What is being asked: Extract the rows word for word, starting at the very beginning and stopping after the line that contains "(1074, 821)". Leave the pictures out of your answer.

----

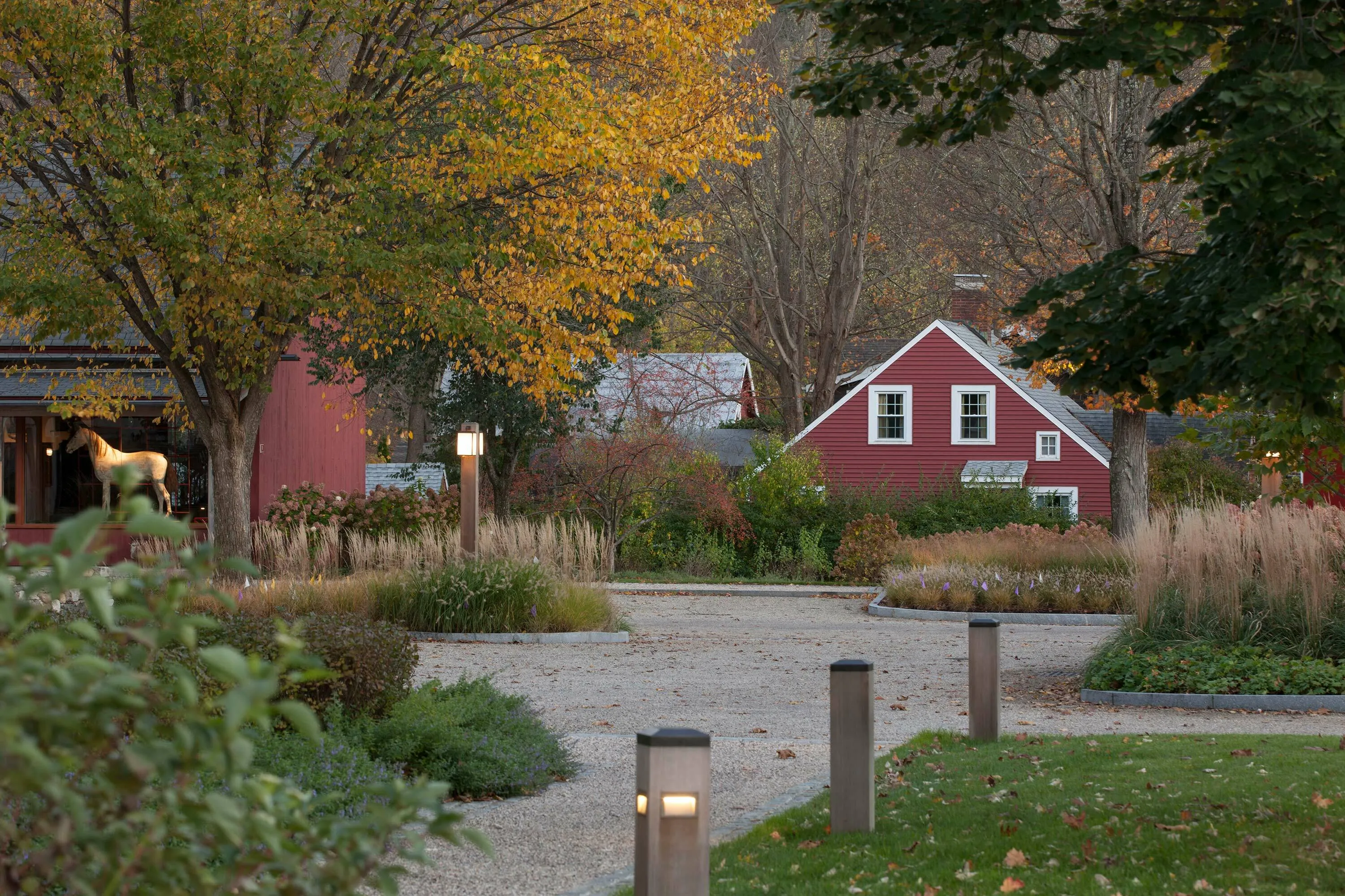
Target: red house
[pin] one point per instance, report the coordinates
(946, 404)
(308, 432)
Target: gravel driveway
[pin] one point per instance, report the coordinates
(754, 673)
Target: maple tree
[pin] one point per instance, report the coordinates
(222, 177)
(1253, 311)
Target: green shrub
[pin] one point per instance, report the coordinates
(471, 735)
(101, 762)
(373, 661)
(477, 595)
(868, 545)
(1181, 473)
(337, 767)
(1206, 669)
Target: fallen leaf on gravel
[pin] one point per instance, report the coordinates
(1074, 821)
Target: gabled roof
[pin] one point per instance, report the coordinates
(404, 477)
(1046, 398)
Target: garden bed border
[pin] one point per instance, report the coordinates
(876, 609)
(1265, 703)
(528, 637)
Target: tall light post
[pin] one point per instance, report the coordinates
(471, 444)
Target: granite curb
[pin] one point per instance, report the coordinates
(740, 590)
(876, 609)
(529, 638)
(1265, 703)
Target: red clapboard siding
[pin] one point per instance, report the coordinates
(931, 368)
(302, 439)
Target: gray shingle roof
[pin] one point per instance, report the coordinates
(1047, 396)
(1163, 428)
(18, 384)
(404, 477)
(998, 472)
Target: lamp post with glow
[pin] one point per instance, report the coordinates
(471, 444)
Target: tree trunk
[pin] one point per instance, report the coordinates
(417, 423)
(230, 446)
(1129, 472)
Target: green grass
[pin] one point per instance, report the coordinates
(1091, 817)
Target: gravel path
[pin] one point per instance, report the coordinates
(735, 667)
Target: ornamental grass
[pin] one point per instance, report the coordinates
(966, 589)
(1265, 576)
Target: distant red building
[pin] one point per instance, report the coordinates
(946, 405)
(308, 432)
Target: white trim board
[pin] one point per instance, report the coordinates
(1019, 390)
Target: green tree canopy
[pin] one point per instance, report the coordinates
(1255, 308)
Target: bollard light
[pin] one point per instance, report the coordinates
(471, 444)
(984, 680)
(852, 746)
(672, 813)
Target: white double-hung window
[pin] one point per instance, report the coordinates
(889, 415)
(1048, 446)
(973, 415)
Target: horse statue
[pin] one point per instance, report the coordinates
(151, 466)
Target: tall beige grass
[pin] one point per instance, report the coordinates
(1214, 554)
(568, 550)
(1015, 545)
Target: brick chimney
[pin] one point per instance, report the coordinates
(970, 300)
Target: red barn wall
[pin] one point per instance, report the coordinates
(931, 368)
(307, 435)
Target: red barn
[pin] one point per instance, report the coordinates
(947, 405)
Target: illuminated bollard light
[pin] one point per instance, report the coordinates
(672, 813)
(852, 746)
(984, 680)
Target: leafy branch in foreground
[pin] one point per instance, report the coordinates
(103, 755)
(1255, 310)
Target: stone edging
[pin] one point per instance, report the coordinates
(1266, 703)
(740, 590)
(529, 638)
(876, 609)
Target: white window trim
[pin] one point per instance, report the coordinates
(873, 415)
(957, 415)
(1059, 490)
(1048, 432)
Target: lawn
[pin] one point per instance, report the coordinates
(1083, 816)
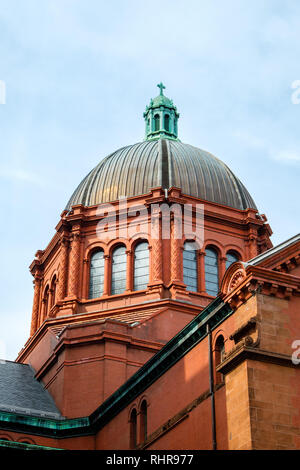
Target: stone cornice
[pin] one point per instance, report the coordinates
(242, 280)
(157, 365)
(101, 315)
(245, 352)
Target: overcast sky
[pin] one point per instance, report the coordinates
(78, 75)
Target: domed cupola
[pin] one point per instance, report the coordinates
(161, 118)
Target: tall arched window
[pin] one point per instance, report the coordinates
(141, 266)
(53, 291)
(211, 272)
(133, 432)
(46, 302)
(219, 355)
(96, 275)
(118, 271)
(190, 277)
(231, 257)
(143, 434)
(167, 122)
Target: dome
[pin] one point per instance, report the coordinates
(136, 169)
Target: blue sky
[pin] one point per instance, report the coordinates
(78, 76)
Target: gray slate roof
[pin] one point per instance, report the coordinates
(135, 169)
(21, 393)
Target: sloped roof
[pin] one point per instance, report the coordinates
(21, 393)
(136, 169)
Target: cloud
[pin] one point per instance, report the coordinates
(286, 156)
(19, 175)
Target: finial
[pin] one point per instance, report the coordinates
(161, 87)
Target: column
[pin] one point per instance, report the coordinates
(107, 275)
(201, 272)
(222, 269)
(63, 273)
(129, 271)
(176, 252)
(36, 305)
(74, 267)
(156, 272)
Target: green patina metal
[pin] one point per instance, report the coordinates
(161, 118)
(44, 426)
(214, 314)
(24, 446)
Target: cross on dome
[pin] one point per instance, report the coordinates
(162, 87)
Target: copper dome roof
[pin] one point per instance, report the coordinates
(135, 169)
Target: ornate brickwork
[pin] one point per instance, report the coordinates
(74, 264)
(36, 305)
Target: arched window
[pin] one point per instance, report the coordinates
(211, 272)
(231, 257)
(118, 272)
(46, 302)
(219, 355)
(133, 433)
(53, 291)
(96, 275)
(143, 434)
(141, 266)
(167, 122)
(190, 277)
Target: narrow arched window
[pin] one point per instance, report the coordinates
(133, 430)
(96, 275)
(53, 291)
(190, 277)
(231, 257)
(141, 266)
(118, 272)
(211, 272)
(167, 122)
(143, 434)
(46, 302)
(156, 122)
(219, 356)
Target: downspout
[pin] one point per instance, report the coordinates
(212, 388)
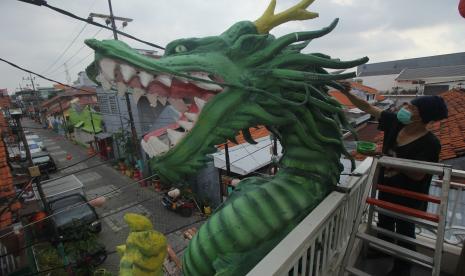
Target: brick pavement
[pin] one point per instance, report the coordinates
(104, 179)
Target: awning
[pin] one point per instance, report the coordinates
(246, 158)
(103, 135)
(79, 124)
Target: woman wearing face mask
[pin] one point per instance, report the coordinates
(405, 136)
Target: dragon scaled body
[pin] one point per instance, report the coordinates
(226, 84)
(145, 249)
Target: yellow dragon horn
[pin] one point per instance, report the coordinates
(269, 19)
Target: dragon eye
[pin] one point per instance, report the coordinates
(180, 49)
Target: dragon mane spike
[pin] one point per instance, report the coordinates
(269, 19)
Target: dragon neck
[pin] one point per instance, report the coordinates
(319, 161)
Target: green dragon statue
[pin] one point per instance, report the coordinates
(226, 84)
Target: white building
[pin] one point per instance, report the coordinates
(425, 75)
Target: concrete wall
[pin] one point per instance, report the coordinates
(381, 83)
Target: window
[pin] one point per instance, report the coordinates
(113, 104)
(103, 103)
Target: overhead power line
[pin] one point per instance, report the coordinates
(65, 50)
(44, 3)
(39, 75)
(75, 54)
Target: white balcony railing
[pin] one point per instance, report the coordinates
(316, 246)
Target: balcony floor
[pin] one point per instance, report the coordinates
(380, 266)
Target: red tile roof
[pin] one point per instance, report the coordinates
(256, 133)
(451, 131)
(341, 98)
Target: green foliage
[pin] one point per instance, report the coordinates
(127, 147)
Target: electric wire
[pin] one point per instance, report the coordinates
(45, 4)
(79, 61)
(75, 54)
(39, 75)
(65, 50)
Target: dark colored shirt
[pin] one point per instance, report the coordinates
(425, 148)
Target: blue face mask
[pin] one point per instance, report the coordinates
(404, 116)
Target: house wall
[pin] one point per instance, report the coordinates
(82, 136)
(382, 83)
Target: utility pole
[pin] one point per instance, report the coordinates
(68, 77)
(64, 119)
(17, 117)
(93, 128)
(112, 19)
(34, 92)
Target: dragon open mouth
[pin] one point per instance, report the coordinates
(187, 96)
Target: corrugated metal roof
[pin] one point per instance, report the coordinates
(396, 66)
(246, 158)
(432, 72)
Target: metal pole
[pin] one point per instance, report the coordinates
(128, 103)
(37, 107)
(93, 129)
(275, 154)
(64, 119)
(23, 138)
(112, 18)
(226, 154)
(30, 163)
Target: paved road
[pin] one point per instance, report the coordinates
(104, 179)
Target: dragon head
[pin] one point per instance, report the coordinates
(222, 84)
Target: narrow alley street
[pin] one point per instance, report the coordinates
(128, 196)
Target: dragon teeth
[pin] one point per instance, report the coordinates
(178, 104)
(152, 99)
(164, 79)
(145, 78)
(108, 68)
(207, 86)
(191, 116)
(186, 125)
(174, 136)
(136, 94)
(199, 102)
(200, 75)
(162, 100)
(184, 80)
(122, 88)
(127, 71)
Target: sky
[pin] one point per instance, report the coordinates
(36, 37)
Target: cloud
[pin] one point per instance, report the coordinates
(35, 36)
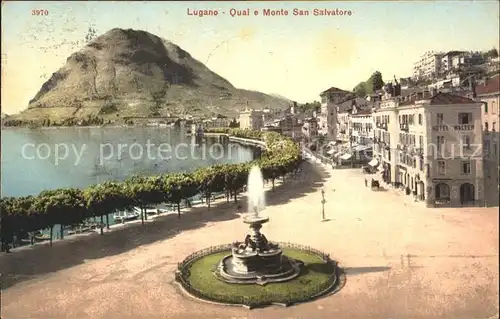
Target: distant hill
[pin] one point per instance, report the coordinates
(135, 73)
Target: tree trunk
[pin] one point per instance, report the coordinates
(51, 234)
(102, 223)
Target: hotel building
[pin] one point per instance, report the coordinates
(328, 115)
(430, 145)
(428, 65)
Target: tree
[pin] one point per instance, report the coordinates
(158, 95)
(492, 54)
(360, 89)
(106, 198)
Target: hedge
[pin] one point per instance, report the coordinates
(72, 206)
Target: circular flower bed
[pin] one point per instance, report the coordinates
(318, 277)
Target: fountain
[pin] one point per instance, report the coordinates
(256, 260)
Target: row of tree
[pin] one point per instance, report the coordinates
(68, 207)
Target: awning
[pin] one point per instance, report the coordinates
(361, 148)
(346, 156)
(373, 162)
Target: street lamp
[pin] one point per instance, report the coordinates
(323, 201)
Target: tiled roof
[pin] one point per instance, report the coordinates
(440, 99)
(491, 86)
(347, 104)
(334, 90)
(363, 112)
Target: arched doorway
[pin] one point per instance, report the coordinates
(466, 193)
(442, 192)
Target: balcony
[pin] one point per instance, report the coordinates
(456, 127)
(440, 128)
(463, 127)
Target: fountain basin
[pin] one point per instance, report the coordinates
(257, 269)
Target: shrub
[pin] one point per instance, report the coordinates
(24, 214)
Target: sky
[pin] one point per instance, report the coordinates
(293, 56)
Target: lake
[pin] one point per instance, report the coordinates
(35, 160)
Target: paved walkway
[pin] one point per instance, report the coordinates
(401, 260)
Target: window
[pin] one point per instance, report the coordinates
(466, 167)
(442, 191)
(440, 142)
(440, 118)
(466, 141)
(464, 118)
(441, 167)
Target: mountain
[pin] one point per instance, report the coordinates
(135, 73)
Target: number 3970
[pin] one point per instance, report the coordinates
(41, 12)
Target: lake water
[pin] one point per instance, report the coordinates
(36, 160)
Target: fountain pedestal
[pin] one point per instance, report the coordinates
(256, 260)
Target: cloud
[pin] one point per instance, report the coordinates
(333, 49)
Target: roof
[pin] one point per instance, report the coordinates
(452, 53)
(363, 112)
(491, 86)
(334, 90)
(441, 99)
(347, 105)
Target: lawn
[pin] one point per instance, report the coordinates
(312, 280)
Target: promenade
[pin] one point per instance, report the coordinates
(401, 260)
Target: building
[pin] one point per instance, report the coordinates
(361, 124)
(251, 119)
(428, 65)
(431, 146)
(310, 129)
(489, 95)
(328, 115)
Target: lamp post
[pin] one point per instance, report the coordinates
(350, 147)
(323, 201)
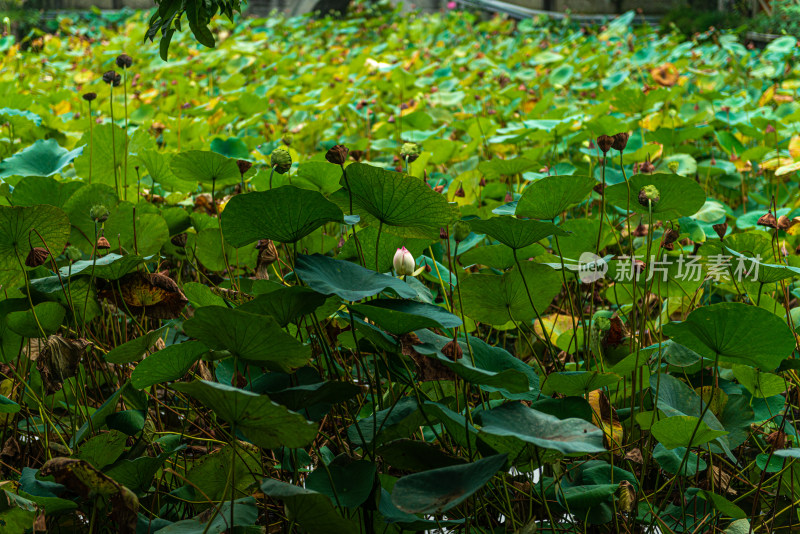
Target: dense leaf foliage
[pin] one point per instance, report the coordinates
(398, 273)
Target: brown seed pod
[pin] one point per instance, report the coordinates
(768, 220)
(156, 295)
(605, 142)
(720, 229)
(124, 61)
(670, 236)
(36, 257)
(179, 240)
(337, 154)
(112, 78)
(453, 350)
(243, 165)
(620, 141)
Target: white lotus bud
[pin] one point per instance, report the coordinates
(403, 262)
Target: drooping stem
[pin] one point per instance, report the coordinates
(125, 155)
(91, 140)
(377, 246)
(113, 142)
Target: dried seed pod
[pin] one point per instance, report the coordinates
(784, 222)
(243, 165)
(112, 78)
(649, 195)
(179, 240)
(670, 236)
(605, 142)
(337, 154)
(124, 61)
(461, 231)
(768, 220)
(620, 141)
(453, 350)
(99, 213)
(36, 257)
(721, 229)
(281, 160)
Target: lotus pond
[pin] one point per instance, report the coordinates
(398, 273)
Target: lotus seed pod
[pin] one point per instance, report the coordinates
(649, 196)
(337, 154)
(768, 220)
(281, 160)
(461, 231)
(410, 151)
(124, 61)
(99, 213)
(721, 229)
(112, 78)
(620, 141)
(403, 262)
(605, 142)
(36, 257)
(73, 253)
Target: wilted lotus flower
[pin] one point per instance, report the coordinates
(403, 262)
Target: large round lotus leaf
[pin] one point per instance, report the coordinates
(43, 158)
(261, 421)
(233, 147)
(513, 232)
(736, 333)
(493, 299)
(205, 167)
(285, 215)
(505, 167)
(552, 195)
(349, 485)
(403, 316)
(546, 431)
(170, 363)
(679, 196)
(684, 431)
(347, 280)
(255, 339)
(438, 490)
(36, 190)
(672, 461)
(144, 233)
(107, 155)
(17, 225)
(79, 207)
(399, 200)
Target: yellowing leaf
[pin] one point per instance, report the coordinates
(605, 417)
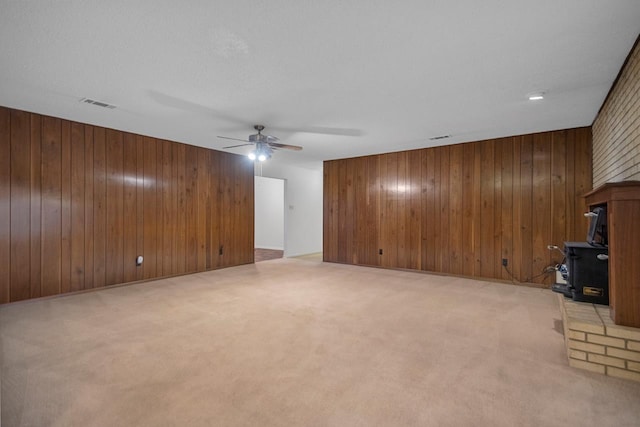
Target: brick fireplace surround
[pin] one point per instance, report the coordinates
(597, 344)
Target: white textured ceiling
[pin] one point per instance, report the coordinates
(386, 75)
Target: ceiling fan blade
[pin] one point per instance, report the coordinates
(233, 139)
(285, 146)
(239, 145)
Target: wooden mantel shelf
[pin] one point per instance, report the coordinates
(625, 190)
(622, 200)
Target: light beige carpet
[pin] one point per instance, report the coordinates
(298, 343)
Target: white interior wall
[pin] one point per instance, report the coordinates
(303, 206)
(269, 213)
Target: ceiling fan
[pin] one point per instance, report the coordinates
(264, 144)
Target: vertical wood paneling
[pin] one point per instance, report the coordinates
(51, 205)
(468, 218)
(373, 210)
(403, 208)
(65, 181)
(5, 205)
(476, 204)
(415, 227)
(181, 197)
(139, 208)
(203, 186)
(88, 208)
(541, 227)
(506, 223)
(518, 232)
(456, 160)
(360, 246)
(487, 213)
(82, 202)
(526, 206)
(130, 214)
(388, 210)
(77, 207)
(428, 210)
(20, 205)
(150, 209)
(559, 192)
(497, 208)
(115, 207)
(35, 256)
(99, 207)
(191, 199)
(444, 248)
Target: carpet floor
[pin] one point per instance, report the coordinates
(294, 342)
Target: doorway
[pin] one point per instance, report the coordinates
(269, 218)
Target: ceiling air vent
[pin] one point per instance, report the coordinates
(98, 103)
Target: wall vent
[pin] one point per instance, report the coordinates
(98, 103)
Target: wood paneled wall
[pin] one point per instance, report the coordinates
(616, 129)
(79, 203)
(461, 209)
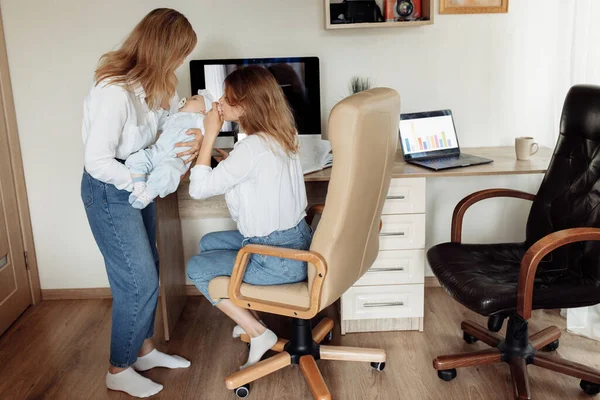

----

Answer for the task:
Target: red house
[pin] one point per instance, report the coordinates
(946, 404)
(308, 432)
Target: gravel driveway
[pin] one point per instance, report the coordinates
(754, 673)
Target: maple tree
[pin] one point per instance, report the coordinates
(222, 177)
(1253, 311)
Target: green shrub
[pin] one point per instance, report the coordinates
(471, 735)
(101, 762)
(373, 661)
(477, 595)
(868, 545)
(1181, 473)
(337, 767)
(1206, 669)
Target: fallen leaf on gravel
[pin] one point per instance, report the coordinates
(1074, 821)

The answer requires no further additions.